• Excerpt provided:
---*---

Fig. 1: Genome-wide association plot of samples from patients with CM-SJS/TEN with SOC.
figure 1

The negative logarithm of the p values of each variant (Y-axis) were plotted against genomic coordinates on each autosome (X-axis). Red and blue horizontal lines represent p values with 5 × 10−8 and 1 × 10−6, respectively. a SNVs are colored dark blue and light blue, while SVs (INDELs, DELs, DUPs, MEIs, and INVs) are colored orange. b STRs are colored dark blue and light blue.

Fig. 2: Regional plots for loci with significant associations.
figure 2

Each panel represents the association of variants on four loci: a HLA-A gene, b chromosome 16q12.1, c IKZF1 gene, and d chromosome 5p14.3. Each variant is colored according to the strength of LD (r2) with top hit variants, except for STRs, which are colored gray.

Table 1 Association of single nucleotide repeats on CDH12 gene.

Gene-based test for rare variants

Accumulation of rare (MAF < 1%) protein-altering mutations was assessed by Wald’s test and SKAT-O test. A total of 17,315 protein-coding genes with at least one rare variant were assessed in this analysis. Although no gene exhibited significant association after Bonferroni correction (p < 0.05/17315 = 2.89 × 10−6), the association shown by one and four genes were suggestive (p < 5.77 × 10−5), according to the results of the Wald’s test and SKAT-O test, respectively (Table 2). The transient receptor potential cation channel subfamily M member 8 (TRPM8) gene was significant in both tests. Among 11 missense single nucleotide variants (SNVs) and two stop-gained SNVs detected in TRPM8, eight were detected in CM-SJS/TEN with SOC patients, while two were detected in control samples and three were shared between case and control samples (Supplementary Data 2).

Table 2 Gene-based rare variant association test.

---*---

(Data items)
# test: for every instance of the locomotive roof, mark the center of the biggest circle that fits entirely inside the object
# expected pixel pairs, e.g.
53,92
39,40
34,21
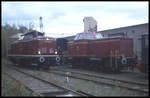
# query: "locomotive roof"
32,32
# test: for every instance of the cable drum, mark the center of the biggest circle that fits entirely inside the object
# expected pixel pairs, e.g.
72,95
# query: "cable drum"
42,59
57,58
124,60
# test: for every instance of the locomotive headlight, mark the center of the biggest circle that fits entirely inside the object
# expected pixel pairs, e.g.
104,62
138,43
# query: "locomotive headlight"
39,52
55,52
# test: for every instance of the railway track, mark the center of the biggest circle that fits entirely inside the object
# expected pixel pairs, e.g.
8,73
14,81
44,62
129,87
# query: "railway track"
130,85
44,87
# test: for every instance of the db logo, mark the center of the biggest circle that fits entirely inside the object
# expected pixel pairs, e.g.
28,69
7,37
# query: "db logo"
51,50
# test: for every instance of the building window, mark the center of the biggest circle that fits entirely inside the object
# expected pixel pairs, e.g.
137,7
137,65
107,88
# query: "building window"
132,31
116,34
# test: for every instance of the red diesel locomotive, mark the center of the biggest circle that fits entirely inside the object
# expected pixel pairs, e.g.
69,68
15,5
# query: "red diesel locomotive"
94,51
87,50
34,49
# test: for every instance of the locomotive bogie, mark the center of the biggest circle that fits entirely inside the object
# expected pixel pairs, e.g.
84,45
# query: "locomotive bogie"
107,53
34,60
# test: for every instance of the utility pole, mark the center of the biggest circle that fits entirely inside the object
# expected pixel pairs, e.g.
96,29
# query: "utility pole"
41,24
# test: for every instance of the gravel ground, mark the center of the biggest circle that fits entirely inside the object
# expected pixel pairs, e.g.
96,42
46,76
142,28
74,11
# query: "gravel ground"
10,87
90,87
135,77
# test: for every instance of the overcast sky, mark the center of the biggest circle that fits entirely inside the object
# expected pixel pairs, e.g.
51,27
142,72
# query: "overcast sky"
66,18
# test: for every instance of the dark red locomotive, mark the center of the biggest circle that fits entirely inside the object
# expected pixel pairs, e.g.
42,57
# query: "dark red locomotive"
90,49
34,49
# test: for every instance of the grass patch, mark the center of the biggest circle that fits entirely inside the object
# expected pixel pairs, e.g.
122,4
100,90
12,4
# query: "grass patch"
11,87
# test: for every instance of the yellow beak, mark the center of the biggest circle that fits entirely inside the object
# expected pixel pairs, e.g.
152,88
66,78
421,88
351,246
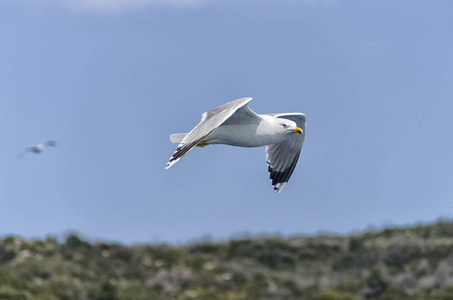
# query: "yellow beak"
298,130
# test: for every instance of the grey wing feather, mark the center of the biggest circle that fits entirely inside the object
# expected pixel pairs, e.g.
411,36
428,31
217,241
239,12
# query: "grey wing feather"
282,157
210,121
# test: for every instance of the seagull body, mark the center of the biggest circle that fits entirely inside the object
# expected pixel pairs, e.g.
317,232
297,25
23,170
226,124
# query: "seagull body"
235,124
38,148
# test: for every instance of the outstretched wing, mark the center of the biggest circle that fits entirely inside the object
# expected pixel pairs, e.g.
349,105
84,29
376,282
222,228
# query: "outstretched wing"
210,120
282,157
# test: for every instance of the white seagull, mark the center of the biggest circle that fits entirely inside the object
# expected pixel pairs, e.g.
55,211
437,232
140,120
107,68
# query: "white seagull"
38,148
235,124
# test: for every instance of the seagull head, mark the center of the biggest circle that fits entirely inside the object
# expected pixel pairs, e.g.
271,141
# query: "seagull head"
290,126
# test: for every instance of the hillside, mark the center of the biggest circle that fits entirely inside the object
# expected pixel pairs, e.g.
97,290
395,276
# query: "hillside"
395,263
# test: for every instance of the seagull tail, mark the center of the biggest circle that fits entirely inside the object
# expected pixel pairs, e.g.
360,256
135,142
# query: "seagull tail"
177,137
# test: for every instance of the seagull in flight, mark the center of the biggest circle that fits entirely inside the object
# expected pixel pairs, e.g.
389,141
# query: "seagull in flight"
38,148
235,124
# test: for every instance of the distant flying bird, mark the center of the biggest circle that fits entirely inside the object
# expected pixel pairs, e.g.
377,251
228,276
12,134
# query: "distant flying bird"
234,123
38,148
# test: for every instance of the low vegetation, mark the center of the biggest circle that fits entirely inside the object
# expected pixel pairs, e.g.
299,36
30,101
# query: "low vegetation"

---*---

• Problems to work on:
[A] In the excerpt on genetic associations in CM-SJS/TEN with SOC, which gene showed significance in both the Wald's test and the SKAT-O test?
[B] Extend the CM-SJS/TEN association study excerpt with the passage that comes after its final line.

• Answers given:
[A] The transient receptor potential cation channel subfamily M member 8 (TRPM8) gene.

[B]
The effects of CM-SJS/TEN with SOC-susceptibility polymorphisms in HLA-A and chromosome 16q12.1 on gene expression levels

The endogenous expression level of HLA-A was strongly associated with polymorphisms in the HLA-A locus in a cis manner (Fig. 3a). These associations were probably caused by linkage disequilibrium (LD) with primary functional variants that regulated the efficiency of HLA-A expression levels. To assess the regulatory effects of HLA-A polymorphisms significantly associated with CM-SJS/TEN-susceptibility on gene expression, the differences in HLA-A expression levels in whole blood were compared among these SNPs using the GTEx portal database (V7)19. Among the SNPs which showed the top-100 of the strongest associations with susceptibility to CM-SJS/TEN with SOC, 48 SNVs were included in the SNPs which showed the top-100 of the strongest associations with the allelic difference of HLA-A expressions (Fig. 3b, c). Among these SNVs, the disease susceptibility allele of rs12202296, which showed both significant association with susceptibility to CM-SJS/TEN with SOC and endogenous expression levels of HLA-A in whole blood, was associated with an increase in HLA-A expression levels (P = 2.9 × 10−17, Fig. 3d). These results indicated that the significant association of the HLA-A locus with susceptibility to CM-SJS/TEN with SOC was caused by the regulatory effects of primary functional polymorphisms (including SNVs, INDELs, and SVs) located near HLA-A; further, the expression level of HLA-A was up-regulated by the disease susceptibility-associated HLA-A polymorphism. We explored the functional effects of polymorphisms that were significantly associated with susceptibility to CM-SJS/TEN with SOC in chromosome 16q12.1 (Fig. 2b). The association between allelic differences of the expression levels of all genes expressed in the whole blood and the SNPs associated with susceptibility to CM-SJS/TEN with SOC were assessed using the GTEx portal database19. The disease susceptibility allele rs6500265, one of the SNPs most strongly associated with CM-SJS/TEN with SOC susceptibility, was also associated with a decrease in the expression level of bromodomain-containing 7 (BRD7) (P = 0.000018, Fig. 3e).

Fig. 3: CM-SJS/TEN with SOC-susceptibility polymorphisms in HLA-A and chromosome 16q12.1 are associated with gene expression levels in a cis manner.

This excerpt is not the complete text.